Directions for this task: Lay out the lines of the material below, from the line containing "The component shall return one point per instance of the woman" through the end, as a JSON list of strings with one string per line and blank lines omitted.
+-------+
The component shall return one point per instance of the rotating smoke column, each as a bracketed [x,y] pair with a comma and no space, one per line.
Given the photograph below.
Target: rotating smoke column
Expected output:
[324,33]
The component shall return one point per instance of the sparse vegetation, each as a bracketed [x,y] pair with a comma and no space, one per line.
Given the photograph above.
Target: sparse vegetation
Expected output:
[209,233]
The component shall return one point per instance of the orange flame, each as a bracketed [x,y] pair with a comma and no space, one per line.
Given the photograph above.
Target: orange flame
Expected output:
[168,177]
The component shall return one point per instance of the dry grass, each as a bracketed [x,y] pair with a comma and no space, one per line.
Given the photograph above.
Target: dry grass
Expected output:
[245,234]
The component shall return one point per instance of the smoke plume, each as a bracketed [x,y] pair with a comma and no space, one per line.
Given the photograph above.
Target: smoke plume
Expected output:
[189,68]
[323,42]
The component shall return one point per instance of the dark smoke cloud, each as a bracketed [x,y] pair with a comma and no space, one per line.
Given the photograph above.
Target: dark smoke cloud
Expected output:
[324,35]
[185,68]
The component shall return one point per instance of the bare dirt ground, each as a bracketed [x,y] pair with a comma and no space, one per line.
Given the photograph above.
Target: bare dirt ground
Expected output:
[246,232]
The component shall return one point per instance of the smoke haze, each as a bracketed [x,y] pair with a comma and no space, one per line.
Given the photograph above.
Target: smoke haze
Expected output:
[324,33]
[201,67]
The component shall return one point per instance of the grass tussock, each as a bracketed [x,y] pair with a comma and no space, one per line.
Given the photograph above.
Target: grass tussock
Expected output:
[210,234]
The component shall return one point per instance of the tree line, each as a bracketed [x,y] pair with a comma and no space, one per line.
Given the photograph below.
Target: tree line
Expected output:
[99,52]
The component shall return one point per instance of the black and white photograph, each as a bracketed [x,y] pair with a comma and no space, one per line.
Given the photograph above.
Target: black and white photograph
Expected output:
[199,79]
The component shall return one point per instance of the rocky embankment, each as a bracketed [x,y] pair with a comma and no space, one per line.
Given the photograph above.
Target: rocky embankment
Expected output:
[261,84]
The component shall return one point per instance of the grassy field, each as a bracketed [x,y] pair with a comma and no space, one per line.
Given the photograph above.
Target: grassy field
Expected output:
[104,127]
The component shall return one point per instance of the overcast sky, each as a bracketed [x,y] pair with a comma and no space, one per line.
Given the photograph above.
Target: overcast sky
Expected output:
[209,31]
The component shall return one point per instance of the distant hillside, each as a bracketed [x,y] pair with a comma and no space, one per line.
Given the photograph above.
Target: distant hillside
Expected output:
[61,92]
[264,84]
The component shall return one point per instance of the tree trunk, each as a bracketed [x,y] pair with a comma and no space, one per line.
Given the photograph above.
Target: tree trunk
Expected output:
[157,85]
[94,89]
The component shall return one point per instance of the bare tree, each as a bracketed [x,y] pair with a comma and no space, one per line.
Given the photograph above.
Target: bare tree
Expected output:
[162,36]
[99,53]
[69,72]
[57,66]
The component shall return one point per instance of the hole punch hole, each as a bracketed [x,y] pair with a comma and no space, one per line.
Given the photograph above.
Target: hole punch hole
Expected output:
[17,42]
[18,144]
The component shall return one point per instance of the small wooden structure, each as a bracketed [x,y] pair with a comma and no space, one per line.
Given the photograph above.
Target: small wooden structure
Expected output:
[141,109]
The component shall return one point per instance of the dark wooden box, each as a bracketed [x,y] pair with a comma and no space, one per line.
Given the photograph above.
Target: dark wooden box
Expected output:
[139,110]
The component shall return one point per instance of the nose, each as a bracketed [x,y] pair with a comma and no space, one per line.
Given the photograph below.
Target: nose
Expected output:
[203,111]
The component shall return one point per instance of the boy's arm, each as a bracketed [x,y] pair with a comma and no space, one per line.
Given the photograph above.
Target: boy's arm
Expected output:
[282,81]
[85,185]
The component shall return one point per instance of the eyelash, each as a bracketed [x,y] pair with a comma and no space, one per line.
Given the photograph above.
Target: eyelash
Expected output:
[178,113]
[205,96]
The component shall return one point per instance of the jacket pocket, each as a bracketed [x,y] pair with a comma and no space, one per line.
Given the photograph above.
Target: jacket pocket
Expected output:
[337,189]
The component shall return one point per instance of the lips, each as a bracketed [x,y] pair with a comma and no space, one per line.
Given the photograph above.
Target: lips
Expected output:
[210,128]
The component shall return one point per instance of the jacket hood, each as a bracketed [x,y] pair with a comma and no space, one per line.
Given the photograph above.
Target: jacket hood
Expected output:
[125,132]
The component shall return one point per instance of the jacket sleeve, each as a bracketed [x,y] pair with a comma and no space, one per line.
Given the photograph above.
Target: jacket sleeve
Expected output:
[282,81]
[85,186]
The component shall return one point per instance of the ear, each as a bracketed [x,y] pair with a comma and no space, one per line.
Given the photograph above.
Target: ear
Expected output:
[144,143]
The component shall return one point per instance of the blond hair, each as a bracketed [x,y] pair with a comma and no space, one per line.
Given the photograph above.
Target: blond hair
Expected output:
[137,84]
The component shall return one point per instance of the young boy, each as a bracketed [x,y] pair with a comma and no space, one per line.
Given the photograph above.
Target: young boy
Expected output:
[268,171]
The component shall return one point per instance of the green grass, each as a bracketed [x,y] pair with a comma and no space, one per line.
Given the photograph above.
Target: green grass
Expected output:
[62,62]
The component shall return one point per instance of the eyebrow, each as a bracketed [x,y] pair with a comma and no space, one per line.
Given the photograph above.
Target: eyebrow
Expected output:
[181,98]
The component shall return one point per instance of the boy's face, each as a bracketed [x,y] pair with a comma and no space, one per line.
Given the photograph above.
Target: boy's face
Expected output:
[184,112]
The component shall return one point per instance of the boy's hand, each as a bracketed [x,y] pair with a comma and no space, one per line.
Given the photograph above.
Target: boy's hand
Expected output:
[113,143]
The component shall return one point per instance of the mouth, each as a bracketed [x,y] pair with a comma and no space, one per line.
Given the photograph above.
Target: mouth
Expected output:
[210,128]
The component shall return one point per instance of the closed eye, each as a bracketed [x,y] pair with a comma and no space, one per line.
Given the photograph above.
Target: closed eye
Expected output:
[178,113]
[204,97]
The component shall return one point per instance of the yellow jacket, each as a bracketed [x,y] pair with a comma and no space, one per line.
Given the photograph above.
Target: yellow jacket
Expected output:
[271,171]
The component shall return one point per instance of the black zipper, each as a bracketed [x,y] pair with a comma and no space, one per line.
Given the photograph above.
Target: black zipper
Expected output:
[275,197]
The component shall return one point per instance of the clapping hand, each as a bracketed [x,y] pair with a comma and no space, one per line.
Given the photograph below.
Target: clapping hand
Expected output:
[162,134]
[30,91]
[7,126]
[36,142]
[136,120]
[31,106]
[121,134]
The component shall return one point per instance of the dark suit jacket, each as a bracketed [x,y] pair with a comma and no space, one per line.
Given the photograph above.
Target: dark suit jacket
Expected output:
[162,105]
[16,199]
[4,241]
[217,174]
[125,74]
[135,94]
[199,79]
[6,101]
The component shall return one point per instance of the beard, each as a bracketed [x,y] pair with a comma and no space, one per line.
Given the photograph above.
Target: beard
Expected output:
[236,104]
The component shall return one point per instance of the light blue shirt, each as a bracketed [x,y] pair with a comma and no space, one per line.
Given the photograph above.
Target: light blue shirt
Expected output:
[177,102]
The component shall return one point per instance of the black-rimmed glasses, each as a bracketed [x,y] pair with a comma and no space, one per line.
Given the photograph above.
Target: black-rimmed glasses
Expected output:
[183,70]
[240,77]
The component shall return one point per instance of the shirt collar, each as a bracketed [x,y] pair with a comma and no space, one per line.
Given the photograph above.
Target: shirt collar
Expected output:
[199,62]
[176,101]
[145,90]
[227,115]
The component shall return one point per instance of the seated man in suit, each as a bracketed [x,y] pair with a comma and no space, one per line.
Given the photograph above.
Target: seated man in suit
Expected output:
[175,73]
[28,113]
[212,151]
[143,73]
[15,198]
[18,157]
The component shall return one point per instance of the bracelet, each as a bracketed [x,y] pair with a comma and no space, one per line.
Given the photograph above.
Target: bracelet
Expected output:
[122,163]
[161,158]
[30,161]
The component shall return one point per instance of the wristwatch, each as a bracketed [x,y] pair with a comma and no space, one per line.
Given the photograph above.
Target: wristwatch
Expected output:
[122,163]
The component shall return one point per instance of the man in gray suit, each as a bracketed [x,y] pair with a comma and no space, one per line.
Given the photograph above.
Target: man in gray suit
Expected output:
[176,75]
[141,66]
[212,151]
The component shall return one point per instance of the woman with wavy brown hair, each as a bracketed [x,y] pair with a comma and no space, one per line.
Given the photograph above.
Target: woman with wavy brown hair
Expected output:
+-------+
Reply:
[
  "The component shall return one point per instance of the woman with wavy brown hair, each as a bracketed [x,y] pair with a comma and no space, one per line.",
  "Given the photograph above.",
  "Target: woman with wavy brown hair",
  "Expected output:"
]